▶ [Problem statement]
Using the material that follows, output exactly the lines from the one containing "677, one pair per line." through the one containing "point_to reports the position of each instance of the uprooted", with both ends kept.

▶ [Provided data]
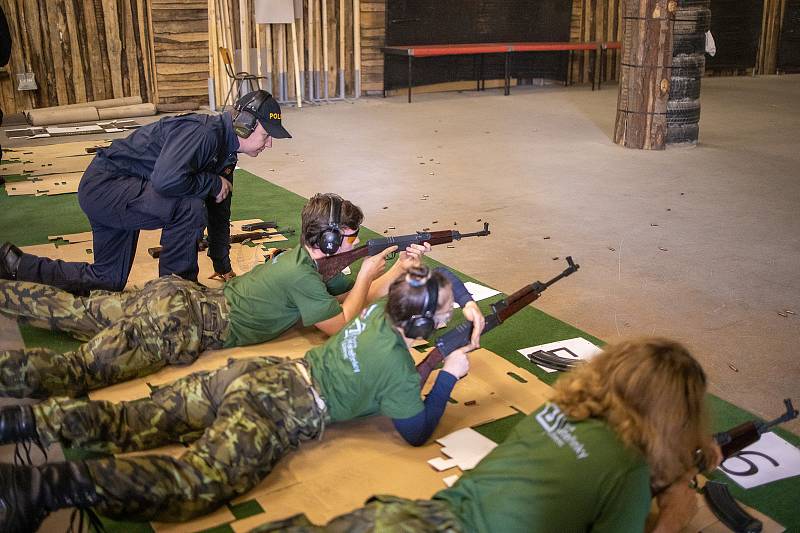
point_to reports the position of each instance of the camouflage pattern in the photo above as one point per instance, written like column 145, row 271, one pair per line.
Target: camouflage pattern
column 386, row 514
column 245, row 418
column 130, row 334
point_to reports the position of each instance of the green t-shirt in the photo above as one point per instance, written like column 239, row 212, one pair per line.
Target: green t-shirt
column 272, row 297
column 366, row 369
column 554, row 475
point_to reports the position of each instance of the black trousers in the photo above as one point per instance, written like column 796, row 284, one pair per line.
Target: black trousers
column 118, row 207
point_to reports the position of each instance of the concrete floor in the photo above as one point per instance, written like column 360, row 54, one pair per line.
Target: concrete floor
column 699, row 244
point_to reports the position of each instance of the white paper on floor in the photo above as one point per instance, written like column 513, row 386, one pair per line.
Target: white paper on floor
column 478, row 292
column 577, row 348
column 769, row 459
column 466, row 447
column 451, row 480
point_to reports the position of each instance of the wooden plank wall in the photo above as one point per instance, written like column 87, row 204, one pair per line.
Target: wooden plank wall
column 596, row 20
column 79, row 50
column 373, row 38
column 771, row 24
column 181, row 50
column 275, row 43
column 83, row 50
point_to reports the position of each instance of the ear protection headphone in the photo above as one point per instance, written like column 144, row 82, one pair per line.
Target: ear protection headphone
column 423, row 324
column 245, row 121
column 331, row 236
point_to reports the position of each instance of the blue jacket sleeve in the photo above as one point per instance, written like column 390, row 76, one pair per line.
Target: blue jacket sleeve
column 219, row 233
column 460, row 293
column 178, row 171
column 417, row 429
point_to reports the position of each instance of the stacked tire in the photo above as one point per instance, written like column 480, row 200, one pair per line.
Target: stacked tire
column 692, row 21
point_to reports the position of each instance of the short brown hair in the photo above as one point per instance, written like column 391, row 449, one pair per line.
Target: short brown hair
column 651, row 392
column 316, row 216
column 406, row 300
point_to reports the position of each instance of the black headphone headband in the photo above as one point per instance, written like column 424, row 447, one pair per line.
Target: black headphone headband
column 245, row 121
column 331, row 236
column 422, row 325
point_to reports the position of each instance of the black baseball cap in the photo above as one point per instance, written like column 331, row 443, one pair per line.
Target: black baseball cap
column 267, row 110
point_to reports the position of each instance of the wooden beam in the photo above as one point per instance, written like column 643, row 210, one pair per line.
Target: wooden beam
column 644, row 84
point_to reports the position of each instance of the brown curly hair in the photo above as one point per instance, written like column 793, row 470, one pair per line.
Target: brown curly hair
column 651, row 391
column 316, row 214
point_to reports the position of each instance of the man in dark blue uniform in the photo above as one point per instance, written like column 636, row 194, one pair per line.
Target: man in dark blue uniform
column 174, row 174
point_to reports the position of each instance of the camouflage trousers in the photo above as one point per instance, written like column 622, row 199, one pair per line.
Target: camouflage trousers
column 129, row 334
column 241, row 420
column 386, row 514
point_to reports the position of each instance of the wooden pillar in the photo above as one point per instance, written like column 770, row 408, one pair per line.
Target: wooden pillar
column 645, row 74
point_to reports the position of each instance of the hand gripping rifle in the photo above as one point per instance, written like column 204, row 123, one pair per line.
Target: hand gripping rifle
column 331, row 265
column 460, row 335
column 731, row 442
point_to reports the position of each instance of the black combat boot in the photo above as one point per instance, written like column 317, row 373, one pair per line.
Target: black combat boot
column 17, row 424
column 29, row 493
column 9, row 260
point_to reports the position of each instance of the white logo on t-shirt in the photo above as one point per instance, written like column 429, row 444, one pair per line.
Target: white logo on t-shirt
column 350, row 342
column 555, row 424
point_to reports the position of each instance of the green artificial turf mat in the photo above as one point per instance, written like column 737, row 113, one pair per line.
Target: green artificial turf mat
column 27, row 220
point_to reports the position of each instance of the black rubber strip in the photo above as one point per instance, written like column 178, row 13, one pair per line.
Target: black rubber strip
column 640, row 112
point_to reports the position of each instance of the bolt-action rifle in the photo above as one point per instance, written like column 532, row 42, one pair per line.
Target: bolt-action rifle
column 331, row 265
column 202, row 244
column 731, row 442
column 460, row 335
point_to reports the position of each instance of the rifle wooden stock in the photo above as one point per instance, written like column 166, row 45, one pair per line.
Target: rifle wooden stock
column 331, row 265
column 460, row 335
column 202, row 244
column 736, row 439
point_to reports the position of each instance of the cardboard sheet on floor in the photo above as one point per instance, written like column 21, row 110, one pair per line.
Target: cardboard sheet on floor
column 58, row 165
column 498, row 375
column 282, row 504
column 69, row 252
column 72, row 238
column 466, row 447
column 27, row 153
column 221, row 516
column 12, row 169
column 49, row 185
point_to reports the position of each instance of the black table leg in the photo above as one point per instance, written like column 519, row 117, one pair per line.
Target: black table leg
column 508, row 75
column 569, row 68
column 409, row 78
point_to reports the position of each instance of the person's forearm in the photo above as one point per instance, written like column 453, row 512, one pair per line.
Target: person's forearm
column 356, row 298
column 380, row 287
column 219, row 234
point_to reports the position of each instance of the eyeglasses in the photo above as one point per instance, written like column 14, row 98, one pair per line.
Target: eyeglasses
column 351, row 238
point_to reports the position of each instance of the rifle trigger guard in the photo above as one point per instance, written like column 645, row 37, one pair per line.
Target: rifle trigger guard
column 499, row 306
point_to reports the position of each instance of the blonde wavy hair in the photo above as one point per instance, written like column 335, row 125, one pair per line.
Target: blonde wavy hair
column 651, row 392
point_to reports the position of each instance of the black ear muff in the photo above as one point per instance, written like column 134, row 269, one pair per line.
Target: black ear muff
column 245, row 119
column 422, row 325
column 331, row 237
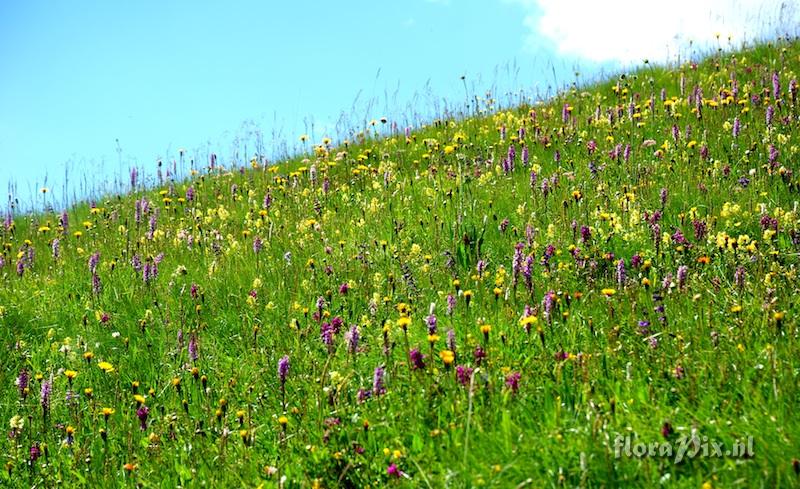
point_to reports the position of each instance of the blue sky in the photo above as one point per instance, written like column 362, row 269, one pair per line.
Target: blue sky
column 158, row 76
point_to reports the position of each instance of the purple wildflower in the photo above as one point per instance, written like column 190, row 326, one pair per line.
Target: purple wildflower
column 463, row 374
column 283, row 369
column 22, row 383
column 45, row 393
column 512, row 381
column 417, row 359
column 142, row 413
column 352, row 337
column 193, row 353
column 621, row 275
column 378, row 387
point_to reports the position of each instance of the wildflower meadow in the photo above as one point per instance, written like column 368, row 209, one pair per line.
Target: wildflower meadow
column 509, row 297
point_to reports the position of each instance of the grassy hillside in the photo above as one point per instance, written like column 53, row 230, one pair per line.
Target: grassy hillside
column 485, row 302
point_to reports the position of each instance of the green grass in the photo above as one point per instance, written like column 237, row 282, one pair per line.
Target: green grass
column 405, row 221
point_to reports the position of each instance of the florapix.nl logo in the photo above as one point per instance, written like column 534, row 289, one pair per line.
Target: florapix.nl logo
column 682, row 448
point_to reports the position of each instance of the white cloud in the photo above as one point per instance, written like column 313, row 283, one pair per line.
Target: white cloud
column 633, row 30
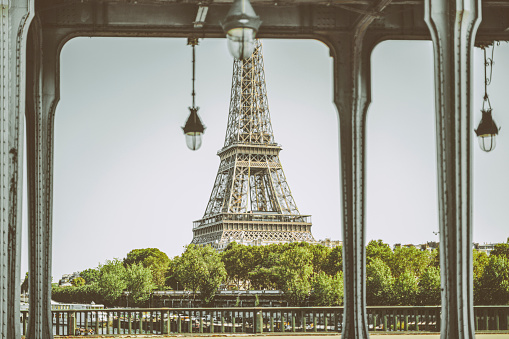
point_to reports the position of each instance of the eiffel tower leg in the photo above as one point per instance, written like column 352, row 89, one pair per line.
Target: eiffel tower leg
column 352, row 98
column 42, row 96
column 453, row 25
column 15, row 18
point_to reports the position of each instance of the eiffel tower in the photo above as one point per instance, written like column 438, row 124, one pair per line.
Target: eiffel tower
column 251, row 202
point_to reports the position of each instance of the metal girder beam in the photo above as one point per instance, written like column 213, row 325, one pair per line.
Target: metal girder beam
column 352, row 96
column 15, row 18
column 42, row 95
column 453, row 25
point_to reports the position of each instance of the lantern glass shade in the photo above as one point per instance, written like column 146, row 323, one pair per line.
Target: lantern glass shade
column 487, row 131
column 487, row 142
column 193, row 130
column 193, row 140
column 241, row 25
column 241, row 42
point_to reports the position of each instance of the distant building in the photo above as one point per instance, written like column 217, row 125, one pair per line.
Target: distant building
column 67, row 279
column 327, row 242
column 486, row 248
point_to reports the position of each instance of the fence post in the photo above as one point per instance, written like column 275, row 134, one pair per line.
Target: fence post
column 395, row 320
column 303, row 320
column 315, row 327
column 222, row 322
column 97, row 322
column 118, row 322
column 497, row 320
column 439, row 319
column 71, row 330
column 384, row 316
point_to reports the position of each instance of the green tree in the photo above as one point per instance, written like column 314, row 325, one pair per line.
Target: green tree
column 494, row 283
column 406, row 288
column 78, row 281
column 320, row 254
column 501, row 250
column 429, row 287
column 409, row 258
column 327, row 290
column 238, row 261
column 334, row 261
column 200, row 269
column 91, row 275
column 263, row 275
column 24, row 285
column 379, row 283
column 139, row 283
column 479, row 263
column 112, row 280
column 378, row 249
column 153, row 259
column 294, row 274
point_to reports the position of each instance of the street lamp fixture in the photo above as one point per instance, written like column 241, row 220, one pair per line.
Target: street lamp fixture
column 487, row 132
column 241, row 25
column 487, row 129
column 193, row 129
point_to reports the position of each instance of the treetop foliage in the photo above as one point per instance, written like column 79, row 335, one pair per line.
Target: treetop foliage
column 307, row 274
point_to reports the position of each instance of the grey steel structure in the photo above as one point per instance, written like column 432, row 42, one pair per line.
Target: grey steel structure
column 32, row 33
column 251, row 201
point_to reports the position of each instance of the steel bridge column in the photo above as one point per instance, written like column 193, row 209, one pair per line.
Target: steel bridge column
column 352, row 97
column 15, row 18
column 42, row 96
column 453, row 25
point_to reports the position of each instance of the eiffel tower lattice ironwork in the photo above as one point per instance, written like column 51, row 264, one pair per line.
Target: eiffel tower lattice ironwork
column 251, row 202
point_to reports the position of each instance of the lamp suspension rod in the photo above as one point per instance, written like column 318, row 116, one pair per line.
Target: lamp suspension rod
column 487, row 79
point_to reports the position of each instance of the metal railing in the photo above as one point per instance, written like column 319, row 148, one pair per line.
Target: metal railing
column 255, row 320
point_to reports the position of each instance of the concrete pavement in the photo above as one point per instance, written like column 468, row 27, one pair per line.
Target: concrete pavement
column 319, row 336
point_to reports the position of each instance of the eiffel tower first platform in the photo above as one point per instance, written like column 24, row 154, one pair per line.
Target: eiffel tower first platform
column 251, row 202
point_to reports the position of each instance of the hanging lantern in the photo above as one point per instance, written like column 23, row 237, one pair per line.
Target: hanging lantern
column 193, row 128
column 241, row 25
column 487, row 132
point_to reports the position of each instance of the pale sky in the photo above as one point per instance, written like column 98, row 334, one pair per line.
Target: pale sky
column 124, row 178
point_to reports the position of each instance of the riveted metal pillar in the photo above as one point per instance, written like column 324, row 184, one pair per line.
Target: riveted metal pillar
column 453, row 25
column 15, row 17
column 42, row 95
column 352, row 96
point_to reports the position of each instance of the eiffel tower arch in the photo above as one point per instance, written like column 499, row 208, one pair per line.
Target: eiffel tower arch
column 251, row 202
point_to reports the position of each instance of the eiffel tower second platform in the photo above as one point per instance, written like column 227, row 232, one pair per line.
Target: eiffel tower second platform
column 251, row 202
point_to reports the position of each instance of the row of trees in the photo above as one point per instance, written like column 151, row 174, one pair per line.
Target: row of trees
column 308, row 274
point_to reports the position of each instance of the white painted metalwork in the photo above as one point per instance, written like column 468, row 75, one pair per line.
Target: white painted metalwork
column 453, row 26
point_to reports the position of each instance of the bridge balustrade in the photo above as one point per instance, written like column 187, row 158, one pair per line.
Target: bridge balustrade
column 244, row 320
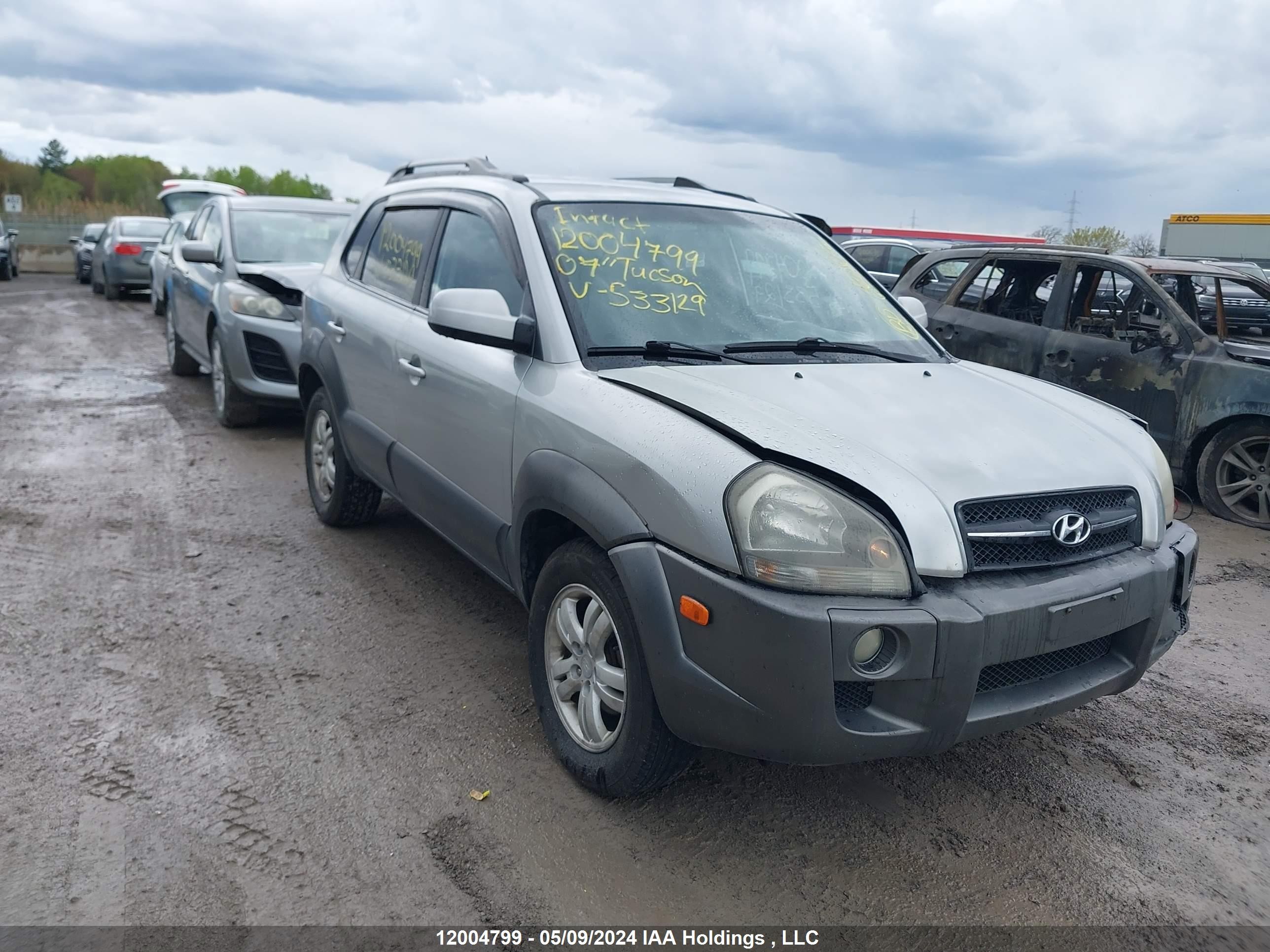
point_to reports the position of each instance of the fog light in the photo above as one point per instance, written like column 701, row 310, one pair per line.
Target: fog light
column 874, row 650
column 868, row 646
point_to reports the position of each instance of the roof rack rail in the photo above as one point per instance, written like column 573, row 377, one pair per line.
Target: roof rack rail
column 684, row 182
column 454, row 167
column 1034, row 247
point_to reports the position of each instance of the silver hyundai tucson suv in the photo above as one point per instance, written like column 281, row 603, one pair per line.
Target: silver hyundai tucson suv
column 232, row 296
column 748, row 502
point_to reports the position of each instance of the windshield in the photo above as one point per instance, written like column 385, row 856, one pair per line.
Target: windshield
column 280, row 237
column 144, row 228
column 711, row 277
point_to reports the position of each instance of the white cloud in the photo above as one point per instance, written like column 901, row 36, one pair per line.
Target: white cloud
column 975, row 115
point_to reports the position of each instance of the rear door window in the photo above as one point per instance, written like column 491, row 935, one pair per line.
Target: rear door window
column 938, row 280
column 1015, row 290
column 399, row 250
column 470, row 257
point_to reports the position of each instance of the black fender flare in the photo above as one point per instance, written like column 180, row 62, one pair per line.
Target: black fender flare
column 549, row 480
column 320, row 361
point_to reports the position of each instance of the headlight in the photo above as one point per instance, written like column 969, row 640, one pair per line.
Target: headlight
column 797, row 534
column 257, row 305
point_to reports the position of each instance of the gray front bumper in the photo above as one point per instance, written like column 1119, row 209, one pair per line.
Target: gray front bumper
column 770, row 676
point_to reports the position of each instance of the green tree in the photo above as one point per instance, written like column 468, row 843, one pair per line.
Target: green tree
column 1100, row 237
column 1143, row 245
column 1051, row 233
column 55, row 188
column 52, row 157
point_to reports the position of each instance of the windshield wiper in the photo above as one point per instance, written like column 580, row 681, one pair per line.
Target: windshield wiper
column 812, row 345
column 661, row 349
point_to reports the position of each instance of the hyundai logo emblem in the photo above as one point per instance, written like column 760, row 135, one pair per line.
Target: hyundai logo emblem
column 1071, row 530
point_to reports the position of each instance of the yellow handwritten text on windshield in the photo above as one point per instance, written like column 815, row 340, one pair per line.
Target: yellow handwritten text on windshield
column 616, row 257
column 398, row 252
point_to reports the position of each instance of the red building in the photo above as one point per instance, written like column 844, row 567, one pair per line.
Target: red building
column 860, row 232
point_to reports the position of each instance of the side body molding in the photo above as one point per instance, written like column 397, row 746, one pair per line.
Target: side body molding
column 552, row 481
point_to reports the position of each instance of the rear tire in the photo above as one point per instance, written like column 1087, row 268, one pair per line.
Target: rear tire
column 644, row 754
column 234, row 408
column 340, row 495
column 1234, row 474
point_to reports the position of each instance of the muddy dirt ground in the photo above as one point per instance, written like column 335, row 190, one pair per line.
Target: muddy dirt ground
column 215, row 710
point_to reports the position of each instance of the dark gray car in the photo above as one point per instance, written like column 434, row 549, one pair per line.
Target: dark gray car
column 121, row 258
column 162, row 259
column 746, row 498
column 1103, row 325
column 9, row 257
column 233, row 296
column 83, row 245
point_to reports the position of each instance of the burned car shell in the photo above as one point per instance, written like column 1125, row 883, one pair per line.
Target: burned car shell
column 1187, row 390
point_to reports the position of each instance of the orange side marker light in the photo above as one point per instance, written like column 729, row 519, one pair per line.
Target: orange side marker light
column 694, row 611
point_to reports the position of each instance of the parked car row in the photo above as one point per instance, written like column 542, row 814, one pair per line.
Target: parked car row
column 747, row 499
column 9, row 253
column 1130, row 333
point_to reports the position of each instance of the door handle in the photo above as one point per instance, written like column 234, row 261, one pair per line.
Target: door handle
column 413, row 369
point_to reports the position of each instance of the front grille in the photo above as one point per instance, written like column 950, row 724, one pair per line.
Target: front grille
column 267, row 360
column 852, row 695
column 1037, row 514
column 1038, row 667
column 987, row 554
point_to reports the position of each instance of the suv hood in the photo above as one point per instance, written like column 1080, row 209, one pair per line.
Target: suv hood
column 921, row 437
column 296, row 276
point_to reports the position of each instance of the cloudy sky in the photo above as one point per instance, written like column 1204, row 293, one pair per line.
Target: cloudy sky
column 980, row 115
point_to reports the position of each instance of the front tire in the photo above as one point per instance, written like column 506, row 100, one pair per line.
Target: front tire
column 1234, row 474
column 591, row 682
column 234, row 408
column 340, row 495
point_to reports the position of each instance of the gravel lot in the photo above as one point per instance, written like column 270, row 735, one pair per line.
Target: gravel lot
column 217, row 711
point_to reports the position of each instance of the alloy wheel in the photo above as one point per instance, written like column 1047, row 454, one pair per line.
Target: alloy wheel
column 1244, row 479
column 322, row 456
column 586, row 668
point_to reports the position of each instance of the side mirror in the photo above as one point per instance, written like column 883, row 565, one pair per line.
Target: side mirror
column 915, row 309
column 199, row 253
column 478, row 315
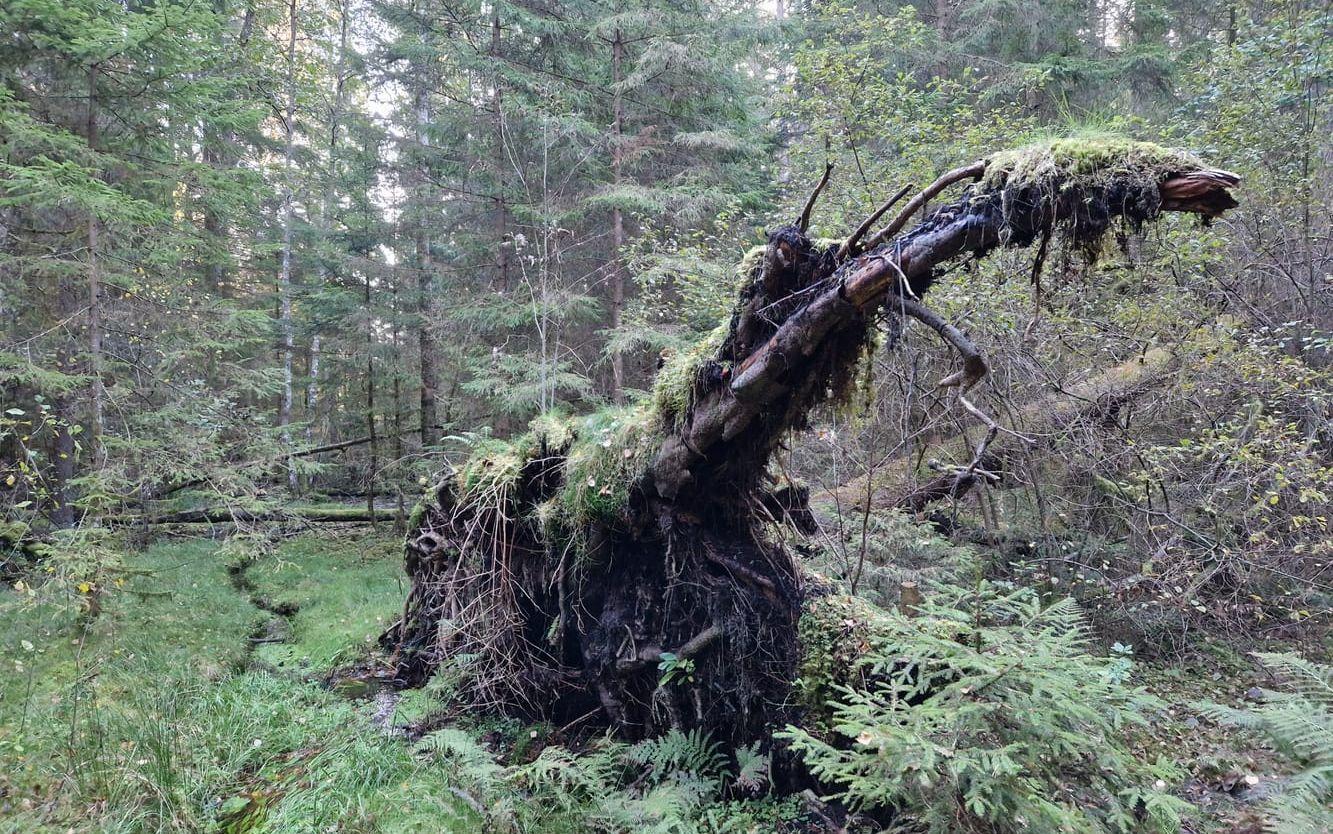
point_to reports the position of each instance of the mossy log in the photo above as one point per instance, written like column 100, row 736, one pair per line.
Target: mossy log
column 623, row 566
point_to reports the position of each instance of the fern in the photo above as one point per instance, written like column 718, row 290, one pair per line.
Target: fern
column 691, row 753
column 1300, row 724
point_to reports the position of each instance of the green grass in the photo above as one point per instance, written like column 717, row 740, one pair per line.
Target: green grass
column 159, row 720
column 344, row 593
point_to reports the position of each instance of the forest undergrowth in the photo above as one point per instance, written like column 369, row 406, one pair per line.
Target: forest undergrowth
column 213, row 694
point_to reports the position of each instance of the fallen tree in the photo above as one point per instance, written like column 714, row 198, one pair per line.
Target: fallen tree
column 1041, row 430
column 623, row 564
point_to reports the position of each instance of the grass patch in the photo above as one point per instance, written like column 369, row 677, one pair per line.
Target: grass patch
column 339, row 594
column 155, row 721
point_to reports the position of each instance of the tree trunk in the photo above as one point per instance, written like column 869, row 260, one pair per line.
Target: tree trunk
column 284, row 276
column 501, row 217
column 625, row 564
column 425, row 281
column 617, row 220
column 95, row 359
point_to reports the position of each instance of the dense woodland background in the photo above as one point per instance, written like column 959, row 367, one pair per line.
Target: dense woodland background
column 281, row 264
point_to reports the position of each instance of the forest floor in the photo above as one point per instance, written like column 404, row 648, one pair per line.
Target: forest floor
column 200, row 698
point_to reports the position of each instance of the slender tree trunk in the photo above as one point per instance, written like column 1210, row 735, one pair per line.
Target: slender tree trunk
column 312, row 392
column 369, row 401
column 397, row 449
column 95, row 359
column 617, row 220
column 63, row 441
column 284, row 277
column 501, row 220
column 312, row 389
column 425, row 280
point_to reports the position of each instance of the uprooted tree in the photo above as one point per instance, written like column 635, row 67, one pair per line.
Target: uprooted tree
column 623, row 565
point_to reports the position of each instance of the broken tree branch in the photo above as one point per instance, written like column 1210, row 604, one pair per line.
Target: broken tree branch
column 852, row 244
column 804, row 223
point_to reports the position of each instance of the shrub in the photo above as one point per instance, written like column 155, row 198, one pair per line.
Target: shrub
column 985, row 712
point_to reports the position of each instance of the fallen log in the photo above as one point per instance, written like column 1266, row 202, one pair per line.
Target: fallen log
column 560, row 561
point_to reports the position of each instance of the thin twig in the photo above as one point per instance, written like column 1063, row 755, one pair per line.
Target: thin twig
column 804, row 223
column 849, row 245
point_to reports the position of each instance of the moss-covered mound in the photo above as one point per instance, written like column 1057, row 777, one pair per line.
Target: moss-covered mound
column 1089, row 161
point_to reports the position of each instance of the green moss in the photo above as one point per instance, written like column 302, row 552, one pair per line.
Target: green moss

▶ [Task result]
point_to reports the position of each instance of the grass patch in the photo above as one point per instance, written like column 369, row 677, one pair per line.
Target: grass patch
column 339, row 594
column 155, row 721
point_to reports the position of each instance of the tree trunk in the photo above as one point per instance, written like column 869, row 260, one pair per line.
Target: tree trunk
column 284, row 276
column 501, row 217
column 625, row 564
column 425, row 281
column 617, row 220
column 95, row 359
point_to reports the position of each instance of the dense woodland background in the photo above as one point per instance, written like column 959, row 367, one pair per line.
Target: dense woodland background
column 281, row 264
point_to reports the position of each instance of the forest floor in the photo above as one point per instance, written like column 404, row 648, one pair per line.
Target: forest floor
column 200, row 698
point_to reports the position of each instance of the slender tree trunk in the photo above as one point per instance, written like column 1210, row 735, one pair per line.
Target: slender tree trunk
column 312, row 392
column 369, row 401
column 397, row 449
column 95, row 359
column 617, row 220
column 63, row 441
column 284, row 277
column 501, row 220
column 312, row 389
column 425, row 280
point_to reports the position of each instance of the uprooted tree in the photo above as one point per instance, written like column 635, row 67, one pair per line.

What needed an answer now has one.